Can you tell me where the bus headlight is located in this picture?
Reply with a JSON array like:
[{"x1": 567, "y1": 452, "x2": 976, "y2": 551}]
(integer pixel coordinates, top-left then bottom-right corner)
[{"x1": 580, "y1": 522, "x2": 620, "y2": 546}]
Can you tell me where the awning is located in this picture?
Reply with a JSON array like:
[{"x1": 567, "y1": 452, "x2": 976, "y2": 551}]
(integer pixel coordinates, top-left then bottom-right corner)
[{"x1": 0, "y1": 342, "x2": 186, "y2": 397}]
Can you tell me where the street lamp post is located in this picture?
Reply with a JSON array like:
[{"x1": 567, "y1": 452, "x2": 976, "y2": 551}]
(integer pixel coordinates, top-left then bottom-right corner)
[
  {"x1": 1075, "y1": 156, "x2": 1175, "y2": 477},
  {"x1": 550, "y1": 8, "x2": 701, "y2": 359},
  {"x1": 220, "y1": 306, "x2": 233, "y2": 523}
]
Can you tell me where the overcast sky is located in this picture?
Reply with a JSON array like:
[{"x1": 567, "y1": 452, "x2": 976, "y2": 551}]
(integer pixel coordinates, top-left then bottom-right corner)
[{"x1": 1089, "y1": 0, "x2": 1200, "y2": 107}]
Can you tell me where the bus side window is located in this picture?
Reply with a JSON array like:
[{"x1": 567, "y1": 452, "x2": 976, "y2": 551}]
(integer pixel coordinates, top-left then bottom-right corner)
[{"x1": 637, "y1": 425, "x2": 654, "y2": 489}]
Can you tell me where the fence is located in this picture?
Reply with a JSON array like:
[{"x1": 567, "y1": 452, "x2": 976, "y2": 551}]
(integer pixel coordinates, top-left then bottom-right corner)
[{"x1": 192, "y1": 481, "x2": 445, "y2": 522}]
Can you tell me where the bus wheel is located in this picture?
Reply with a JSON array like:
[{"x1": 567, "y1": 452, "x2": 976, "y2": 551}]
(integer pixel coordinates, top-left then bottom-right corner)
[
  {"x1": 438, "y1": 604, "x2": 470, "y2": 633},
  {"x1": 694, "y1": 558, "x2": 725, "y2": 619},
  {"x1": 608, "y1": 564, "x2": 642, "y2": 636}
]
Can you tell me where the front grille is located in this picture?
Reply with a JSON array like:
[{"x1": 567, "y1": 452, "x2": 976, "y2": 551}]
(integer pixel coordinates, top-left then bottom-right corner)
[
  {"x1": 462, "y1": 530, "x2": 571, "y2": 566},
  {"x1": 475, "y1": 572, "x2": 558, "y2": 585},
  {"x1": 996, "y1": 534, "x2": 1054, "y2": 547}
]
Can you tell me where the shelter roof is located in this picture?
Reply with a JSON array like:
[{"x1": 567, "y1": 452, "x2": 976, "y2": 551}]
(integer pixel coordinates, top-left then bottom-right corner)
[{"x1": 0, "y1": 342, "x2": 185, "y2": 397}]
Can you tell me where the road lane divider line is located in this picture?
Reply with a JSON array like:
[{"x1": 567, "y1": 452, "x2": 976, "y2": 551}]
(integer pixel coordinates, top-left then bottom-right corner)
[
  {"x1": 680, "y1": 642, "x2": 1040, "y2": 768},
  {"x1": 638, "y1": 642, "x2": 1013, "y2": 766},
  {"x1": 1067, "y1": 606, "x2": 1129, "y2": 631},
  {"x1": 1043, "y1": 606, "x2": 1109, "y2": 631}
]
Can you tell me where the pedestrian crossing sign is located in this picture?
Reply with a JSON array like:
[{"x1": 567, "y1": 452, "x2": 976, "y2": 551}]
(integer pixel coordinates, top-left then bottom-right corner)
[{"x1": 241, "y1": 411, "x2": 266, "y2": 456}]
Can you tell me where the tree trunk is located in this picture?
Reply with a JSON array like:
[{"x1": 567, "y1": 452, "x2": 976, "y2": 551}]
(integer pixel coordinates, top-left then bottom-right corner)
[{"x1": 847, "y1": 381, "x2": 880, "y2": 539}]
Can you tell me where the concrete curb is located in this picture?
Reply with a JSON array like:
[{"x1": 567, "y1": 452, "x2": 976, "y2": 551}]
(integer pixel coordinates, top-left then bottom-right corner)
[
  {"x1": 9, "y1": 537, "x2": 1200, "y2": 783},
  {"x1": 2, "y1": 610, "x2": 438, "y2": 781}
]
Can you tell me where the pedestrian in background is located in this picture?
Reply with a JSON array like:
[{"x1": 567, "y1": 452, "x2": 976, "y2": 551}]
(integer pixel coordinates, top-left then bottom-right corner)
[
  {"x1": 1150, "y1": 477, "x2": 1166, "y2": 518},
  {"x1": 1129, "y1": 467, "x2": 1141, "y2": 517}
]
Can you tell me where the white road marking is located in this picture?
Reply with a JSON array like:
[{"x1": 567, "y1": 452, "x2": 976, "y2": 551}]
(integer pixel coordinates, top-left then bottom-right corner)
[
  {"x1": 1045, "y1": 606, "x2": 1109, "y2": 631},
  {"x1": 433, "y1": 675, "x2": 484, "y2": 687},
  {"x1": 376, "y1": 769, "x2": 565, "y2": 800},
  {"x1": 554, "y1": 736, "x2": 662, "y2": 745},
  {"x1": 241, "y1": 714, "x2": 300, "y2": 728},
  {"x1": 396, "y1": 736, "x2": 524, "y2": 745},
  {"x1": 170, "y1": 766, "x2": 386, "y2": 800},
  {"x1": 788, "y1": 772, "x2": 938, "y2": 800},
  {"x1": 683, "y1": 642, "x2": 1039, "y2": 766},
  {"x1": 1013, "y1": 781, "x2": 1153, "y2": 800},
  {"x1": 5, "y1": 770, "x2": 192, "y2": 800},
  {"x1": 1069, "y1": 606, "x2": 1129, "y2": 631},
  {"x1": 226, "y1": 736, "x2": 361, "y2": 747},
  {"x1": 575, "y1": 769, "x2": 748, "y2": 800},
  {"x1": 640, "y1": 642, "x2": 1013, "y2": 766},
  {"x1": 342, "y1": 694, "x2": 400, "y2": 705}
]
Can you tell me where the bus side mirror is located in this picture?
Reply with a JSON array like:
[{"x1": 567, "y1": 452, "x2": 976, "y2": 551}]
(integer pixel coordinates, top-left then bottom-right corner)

## Problem to solve
Copy every one of the rows above word for word, keeping each line as it stands.

## Problem solution
Can you tell me where the bus headlight is located in this picture?
Reply with a JSON array like:
[{"x1": 567, "y1": 452, "x2": 976, "y2": 551}]
(integer pixel coordinates, top-left then bottom-right corner)
[{"x1": 580, "y1": 522, "x2": 620, "y2": 546}]
Can you tell me where the awning is located in this picture?
Reply with a JSON array like:
[{"x1": 567, "y1": 452, "x2": 976, "y2": 551}]
(integer pixel coordinates, top-left then bottom-right corner)
[{"x1": 0, "y1": 342, "x2": 186, "y2": 397}]
Can you tell me where the street lamp post is located in this picture?
Reply with a JSON array like:
[{"x1": 567, "y1": 452, "x2": 976, "y2": 551}]
(integer pixel coordinates, top-left then bottom-right corner)
[
  {"x1": 1075, "y1": 156, "x2": 1175, "y2": 477},
  {"x1": 550, "y1": 8, "x2": 701, "y2": 359},
  {"x1": 220, "y1": 306, "x2": 233, "y2": 523}
]
Can you tell me where the overcast sky is located in this picture?
Reply with a JSON array like:
[{"x1": 567, "y1": 452, "x2": 976, "y2": 551}]
(integer pixel coordinates, top-left then bottom-right corner)
[{"x1": 1089, "y1": 0, "x2": 1200, "y2": 107}]
Can you tell me where the bus side window is located in this picture?
Reply with a JSON array like:
[{"x1": 567, "y1": 452, "x2": 976, "y2": 551}]
(integer pixel coordinates, top-left then bottom-right corner)
[{"x1": 637, "y1": 425, "x2": 654, "y2": 489}]
Can you tell me where the fence is located in this picture?
Reply with a JSON array like:
[{"x1": 567, "y1": 452, "x2": 976, "y2": 551}]
(integer pixel coordinates, top-left then bottom-right corner)
[{"x1": 192, "y1": 481, "x2": 445, "y2": 522}]
Can you tell me where the bus wheel is located in this picture?
Reply with a JSON array like:
[{"x1": 567, "y1": 452, "x2": 976, "y2": 551}]
(integer pixel coordinates, top-left then bottom-right corner)
[
  {"x1": 438, "y1": 604, "x2": 470, "y2": 633},
  {"x1": 694, "y1": 558, "x2": 725, "y2": 619},
  {"x1": 608, "y1": 564, "x2": 642, "y2": 636}
]
Can you tell me where the front grille is located in this picture?
Reply with a JSON array like:
[{"x1": 567, "y1": 452, "x2": 976, "y2": 551}]
(integer pixel coordinates, top-left then bottom-right corner)
[
  {"x1": 462, "y1": 530, "x2": 571, "y2": 566},
  {"x1": 475, "y1": 572, "x2": 558, "y2": 585},
  {"x1": 996, "y1": 534, "x2": 1054, "y2": 547}
]
Can you tell me where the shelter roof is located in this picture?
Reply with a JSON array like:
[{"x1": 567, "y1": 452, "x2": 976, "y2": 551}]
(integer pixel coordinates, top-left then bottom-right corner)
[{"x1": 0, "y1": 342, "x2": 185, "y2": 397}]
Can you tell me where the road lane divider line is located in this picture?
Reply with a JSON array like:
[{"x1": 567, "y1": 452, "x2": 976, "y2": 551}]
(integer pixel coordinates, top-left then bottom-right corner)
[
  {"x1": 680, "y1": 642, "x2": 1040, "y2": 768},
  {"x1": 638, "y1": 642, "x2": 1013, "y2": 766},
  {"x1": 1067, "y1": 606, "x2": 1129, "y2": 631},
  {"x1": 1043, "y1": 606, "x2": 1109, "y2": 631}
]
Can you tell me where the pedestrian crossing sign is located in this picture?
Reply with a JSON array like:
[{"x1": 567, "y1": 452, "x2": 976, "y2": 551}]
(integer pixel coordinates, top-left then bottom-right corner)
[{"x1": 241, "y1": 411, "x2": 266, "y2": 456}]
Can you tell me where the tree trunk is located in this picture?
Reply with a JSON array like:
[{"x1": 567, "y1": 452, "x2": 976, "y2": 551}]
(integer pixel coordinates, top-left then bottom-right corner)
[{"x1": 847, "y1": 381, "x2": 880, "y2": 539}]
Can you tell me where the concrete curb is located in this picture?
Reply with a JSON array like:
[{"x1": 567, "y1": 452, "x2": 976, "y2": 551}]
(integer pixel coordinates, top-left then bottom-right corner)
[
  {"x1": 9, "y1": 537, "x2": 1200, "y2": 783},
  {"x1": 2, "y1": 610, "x2": 438, "y2": 781}
]
Can you tell me where the pedestrian in background is located in this picture?
Reply with a JSON array like:
[{"x1": 567, "y1": 452, "x2": 976, "y2": 551}]
(integer pixel coordinates, top-left then bottom-right corner)
[
  {"x1": 1150, "y1": 477, "x2": 1166, "y2": 518},
  {"x1": 1129, "y1": 467, "x2": 1141, "y2": 517}
]
Can you tell me where the white road marking is located in this picture?
Reply with a JSON array like:
[{"x1": 567, "y1": 452, "x2": 976, "y2": 551}]
(integer pixel coordinates, top-left then bottom-right corner)
[
  {"x1": 1045, "y1": 606, "x2": 1109, "y2": 631},
  {"x1": 433, "y1": 675, "x2": 484, "y2": 687},
  {"x1": 376, "y1": 769, "x2": 565, "y2": 800},
  {"x1": 554, "y1": 736, "x2": 662, "y2": 745},
  {"x1": 241, "y1": 714, "x2": 300, "y2": 728},
  {"x1": 396, "y1": 736, "x2": 524, "y2": 745},
  {"x1": 170, "y1": 766, "x2": 386, "y2": 800},
  {"x1": 788, "y1": 772, "x2": 938, "y2": 800},
  {"x1": 683, "y1": 642, "x2": 1039, "y2": 766},
  {"x1": 1013, "y1": 781, "x2": 1153, "y2": 800},
  {"x1": 5, "y1": 770, "x2": 192, "y2": 800},
  {"x1": 1069, "y1": 606, "x2": 1129, "y2": 631},
  {"x1": 226, "y1": 736, "x2": 361, "y2": 747},
  {"x1": 575, "y1": 769, "x2": 748, "y2": 800},
  {"x1": 640, "y1": 642, "x2": 1013, "y2": 766},
  {"x1": 342, "y1": 694, "x2": 400, "y2": 705}
]
Can you tell me where the bus side mirror is located in this picture?
Reply with a JSON array like:
[{"x1": 567, "y1": 452, "x2": 976, "y2": 551}]
(integer pixel coordinates, top-left then bottom-right corner)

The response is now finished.